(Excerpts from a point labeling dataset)
** Begin **

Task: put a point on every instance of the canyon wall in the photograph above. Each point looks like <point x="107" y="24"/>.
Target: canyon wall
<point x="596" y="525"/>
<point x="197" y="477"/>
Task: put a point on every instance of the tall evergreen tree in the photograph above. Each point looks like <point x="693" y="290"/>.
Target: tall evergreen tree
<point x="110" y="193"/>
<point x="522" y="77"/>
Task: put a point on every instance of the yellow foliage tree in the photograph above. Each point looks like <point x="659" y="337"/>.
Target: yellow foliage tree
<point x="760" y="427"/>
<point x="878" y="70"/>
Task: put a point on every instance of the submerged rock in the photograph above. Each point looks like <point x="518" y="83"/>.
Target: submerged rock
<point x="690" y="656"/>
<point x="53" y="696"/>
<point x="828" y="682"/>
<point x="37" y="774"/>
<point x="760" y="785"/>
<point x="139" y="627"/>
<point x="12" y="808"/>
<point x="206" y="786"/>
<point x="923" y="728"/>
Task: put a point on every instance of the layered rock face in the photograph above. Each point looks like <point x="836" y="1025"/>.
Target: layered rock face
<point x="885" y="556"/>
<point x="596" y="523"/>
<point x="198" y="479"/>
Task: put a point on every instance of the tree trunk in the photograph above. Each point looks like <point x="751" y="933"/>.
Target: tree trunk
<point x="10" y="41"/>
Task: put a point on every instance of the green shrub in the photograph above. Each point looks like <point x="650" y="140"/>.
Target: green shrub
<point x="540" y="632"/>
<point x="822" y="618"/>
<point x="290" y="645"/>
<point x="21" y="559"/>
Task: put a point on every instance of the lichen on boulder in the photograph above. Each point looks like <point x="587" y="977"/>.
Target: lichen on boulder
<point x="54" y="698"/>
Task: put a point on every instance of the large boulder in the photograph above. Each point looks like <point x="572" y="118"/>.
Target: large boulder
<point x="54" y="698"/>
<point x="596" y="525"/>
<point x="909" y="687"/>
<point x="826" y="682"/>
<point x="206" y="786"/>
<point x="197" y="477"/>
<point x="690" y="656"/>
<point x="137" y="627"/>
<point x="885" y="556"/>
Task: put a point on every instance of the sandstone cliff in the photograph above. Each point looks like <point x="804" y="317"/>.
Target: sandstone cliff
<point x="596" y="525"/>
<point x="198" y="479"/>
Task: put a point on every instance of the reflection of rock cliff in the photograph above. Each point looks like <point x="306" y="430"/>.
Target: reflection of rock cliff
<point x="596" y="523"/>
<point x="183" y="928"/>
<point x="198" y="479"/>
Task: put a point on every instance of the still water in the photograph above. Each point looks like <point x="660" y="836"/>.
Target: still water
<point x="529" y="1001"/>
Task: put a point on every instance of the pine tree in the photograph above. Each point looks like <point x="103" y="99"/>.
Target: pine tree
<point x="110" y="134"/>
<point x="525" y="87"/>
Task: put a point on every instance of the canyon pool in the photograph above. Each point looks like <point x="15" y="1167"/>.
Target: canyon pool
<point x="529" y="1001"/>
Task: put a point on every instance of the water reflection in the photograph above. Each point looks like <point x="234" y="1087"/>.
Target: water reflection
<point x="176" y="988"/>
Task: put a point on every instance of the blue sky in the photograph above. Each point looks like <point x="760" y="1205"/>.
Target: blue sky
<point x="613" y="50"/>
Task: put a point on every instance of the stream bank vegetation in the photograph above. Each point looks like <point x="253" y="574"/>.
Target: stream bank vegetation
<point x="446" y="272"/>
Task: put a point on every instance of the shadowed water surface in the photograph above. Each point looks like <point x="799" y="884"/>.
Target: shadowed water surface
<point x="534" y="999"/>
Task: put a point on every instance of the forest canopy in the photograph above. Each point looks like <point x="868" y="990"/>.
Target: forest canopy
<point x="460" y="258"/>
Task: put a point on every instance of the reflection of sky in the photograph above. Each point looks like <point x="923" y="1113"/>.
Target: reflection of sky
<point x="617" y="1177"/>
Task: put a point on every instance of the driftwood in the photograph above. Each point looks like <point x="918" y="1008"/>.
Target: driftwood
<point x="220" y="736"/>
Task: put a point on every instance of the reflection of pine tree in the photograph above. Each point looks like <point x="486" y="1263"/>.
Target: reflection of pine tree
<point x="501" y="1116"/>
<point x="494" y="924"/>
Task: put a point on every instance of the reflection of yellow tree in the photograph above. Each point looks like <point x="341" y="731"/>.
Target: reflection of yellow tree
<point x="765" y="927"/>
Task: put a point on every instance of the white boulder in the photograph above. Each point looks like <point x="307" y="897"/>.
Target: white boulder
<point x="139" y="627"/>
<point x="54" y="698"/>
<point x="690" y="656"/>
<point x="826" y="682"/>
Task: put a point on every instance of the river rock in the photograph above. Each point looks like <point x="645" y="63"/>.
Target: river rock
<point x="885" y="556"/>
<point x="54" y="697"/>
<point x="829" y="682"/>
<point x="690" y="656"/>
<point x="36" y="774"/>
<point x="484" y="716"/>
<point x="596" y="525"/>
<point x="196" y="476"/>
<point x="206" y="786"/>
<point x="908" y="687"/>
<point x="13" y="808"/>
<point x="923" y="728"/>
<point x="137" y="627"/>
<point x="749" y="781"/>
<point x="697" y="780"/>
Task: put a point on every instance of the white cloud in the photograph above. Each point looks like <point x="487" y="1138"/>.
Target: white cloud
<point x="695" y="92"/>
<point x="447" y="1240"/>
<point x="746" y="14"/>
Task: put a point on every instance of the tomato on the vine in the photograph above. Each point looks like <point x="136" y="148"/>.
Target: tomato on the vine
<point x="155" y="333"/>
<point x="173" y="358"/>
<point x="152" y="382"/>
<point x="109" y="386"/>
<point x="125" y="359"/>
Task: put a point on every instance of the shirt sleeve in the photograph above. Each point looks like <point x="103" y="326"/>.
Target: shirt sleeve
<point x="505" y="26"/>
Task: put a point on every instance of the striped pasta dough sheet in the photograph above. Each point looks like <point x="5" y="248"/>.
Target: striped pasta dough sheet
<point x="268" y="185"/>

** End **

▸ Task details: Reproduce all the lines above, changing every "Target" to "Object" and keeping everything else the same.

▸ Answer to this problem:
Task: put a point on every instance of the canyon wall in the photograph above. Each point looks like <point x="107" y="24"/>.
Object: canyon wall
<point x="596" y="525"/>
<point x="197" y="477"/>
Task: put a point on every instance of the tall evergreen tree in the photograph above. Each point looks like <point x="693" y="290"/>.
Object: tall evergreen tree
<point x="110" y="193"/>
<point x="522" y="77"/>
Task: put a point on every instance of the yellow foliage tree in the photograph above. Each point looks like <point x="659" y="337"/>.
Object: yellow foliage tree
<point x="760" y="427"/>
<point x="878" y="70"/>
Task: put a point on every instance of the submerged rock in the photograph above. Each point looks like <point x="518" y="83"/>.
Object: submerged rock
<point x="690" y="656"/>
<point x="53" y="696"/>
<point x="828" y="682"/>
<point x="37" y="774"/>
<point x="760" y="785"/>
<point x="139" y="627"/>
<point x="12" y="808"/>
<point x="206" y="786"/>
<point x="923" y="728"/>
Task: put a point on every instance of the layered rock face in the photograph above. Each point looks like <point x="836" y="1025"/>.
Object: layered rock face
<point x="885" y="556"/>
<point x="596" y="523"/>
<point x="198" y="479"/>
Task: put a point on every instance of the tree trunk in the photograph above. Each point looks like <point x="751" y="933"/>.
Object: tree trunk
<point x="10" y="41"/>
Task: put a point on every instance of the green shrub in the photograph above. Each point looks like <point x="650" y="140"/>.
Object: green shrub
<point x="540" y="632"/>
<point x="822" y="618"/>
<point x="290" y="645"/>
<point x="21" y="559"/>
Task: put a point on every instance of the lichen on boulder in the photograph above. Each point looks like <point x="587" y="977"/>.
Object: lichen on boulder
<point x="54" y="698"/>
Task: put a point on every instance of the large boulder in the photograph above. Each point looks like <point x="572" y="118"/>.
Object: large boulder
<point x="54" y="698"/>
<point x="596" y="525"/>
<point x="909" y="687"/>
<point x="826" y="682"/>
<point x="206" y="786"/>
<point x="197" y="477"/>
<point x="690" y="656"/>
<point x="137" y="627"/>
<point x="885" y="556"/>
Task: put a point on every instance of the sandstone cliff in the photograph above. Each point looks like <point x="804" y="317"/>.
Object: sandstone cliff
<point x="596" y="525"/>
<point x="198" y="479"/>
Task: put a point on every instance of the reflection of rock cliff in the photograph above. Each point looks like <point x="306" y="430"/>.
Object: reflection of rock cliff
<point x="596" y="523"/>
<point x="183" y="928"/>
<point x="198" y="479"/>
Task: put a point on every instance of the still water in the photograph above. Each point looks like <point x="660" y="836"/>.
Object: still water
<point x="529" y="1001"/>
Task: put a point on every instance of the pine tree in the photograph above. Each point looks like <point x="103" y="99"/>.
Object: pine tree
<point x="110" y="134"/>
<point x="525" y="87"/>
Task: put a point on every instance of the canyon pool in the photograph above. Each point looks like <point x="15" y="1167"/>.
Object: canyon pool
<point x="529" y="1001"/>
Task: put a point on every instance of the water reflection in the photograph above. Each point looks like <point x="234" y="1087"/>.
Object: water reflection
<point x="176" y="988"/>
Task: put a point on every instance of the blue sky in the photograph above. Each point looks like <point x="760" y="1205"/>.
Object: blue sky
<point x="613" y="50"/>
Task: put a point on every instance of the stream bank vegetation in the photograph above. Each point looks like <point x="253" y="574"/>.
Object: stream bank vegetation
<point x="446" y="272"/>
Task: put a point on every instance of the shadowed water surface in the photograph above. Each point looks like <point x="799" y="884"/>.
Object: shadowed water surface
<point x="534" y="999"/>
Task: put a point on every instance of the forest canopy in the photograph above. Each point looks like <point x="868" y="990"/>.
Object: forest canopy
<point x="460" y="258"/>
Task: put a point on every instance of the reflection of sky in the photograph above. Each point looks like <point x="923" y="1113"/>.
Object: reflection of sky
<point x="617" y="1177"/>
Task: put a point on every instance of the driftwood in the photograph above. Each point looks like <point x="918" y="1008"/>.
Object: driftwood
<point x="220" y="736"/>
Task: put a point on every instance of the reflection of pine tree in the photograph above. Each point looks like <point x="486" y="1263"/>.
Object: reflection of pine tree
<point x="501" y="1116"/>
<point x="494" y="924"/>
Task: put a point on every instance of the reflection of yellow tree in the photograph above. Each point looks like <point x="341" y="731"/>.
Object: reflection of yellow tree
<point x="765" y="927"/>
Task: put a point on every instance of the white boulder in the photograph above. Each point looks like <point x="307" y="897"/>.
Object: white boulder
<point x="139" y="627"/>
<point x="54" y="698"/>
<point x="690" y="656"/>
<point x="826" y="682"/>
Task: put a point on every instance of the river rock in the photograph above. Each point looks like <point x="645" y="63"/>.
Object: river rock
<point x="885" y="556"/>
<point x="54" y="697"/>
<point x="829" y="682"/>
<point x="690" y="656"/>
<point x="36" y="774"/>
<point x="484" y="716"/>
<point x="596" y="525"/>
<point x="196" y="476"/>
<point x="206" y="786"/>
<point x="908" y="687"/>
<point x="13" y="808"/>
<point x="923" y="728"/>
<point x="137" y="627"/>
<point x="749" y="781"/>
<point x="697" y="780"/>
Task: put a point on every instance of the white cloud in the photograph above. Each point looks like <point x="487" y="1138"/>.
Object: white cloud
<point x="695" y="92"/>
<point x="447" y="1240"/>
<point x="746" y="14"/>
Task: put a point on every instance of the tomato on the vine in the photograph above. Each point looks like <point x="136" y="148"/>.
Object: tomato on the vine
<point x="155" y="333"/>
<point x="173" y="358"/>
<point x="152" y="382"/>
<point x="109" y="386"/>
<point x="125" y="359"/>
Task: put a point on every instance of the shirt sleeve in the photograph above. Each point looks like <point x="103" y="326"/>.
Object: shirt sleeve
<point x="505" y="26"/>
Task: put a point on every instance of the striped pasta dough sheet in the photograph above. Each point looks like <point x="5" y="248"/>.
Object: striped pasta dough sheet
<point x="268" y="185"/>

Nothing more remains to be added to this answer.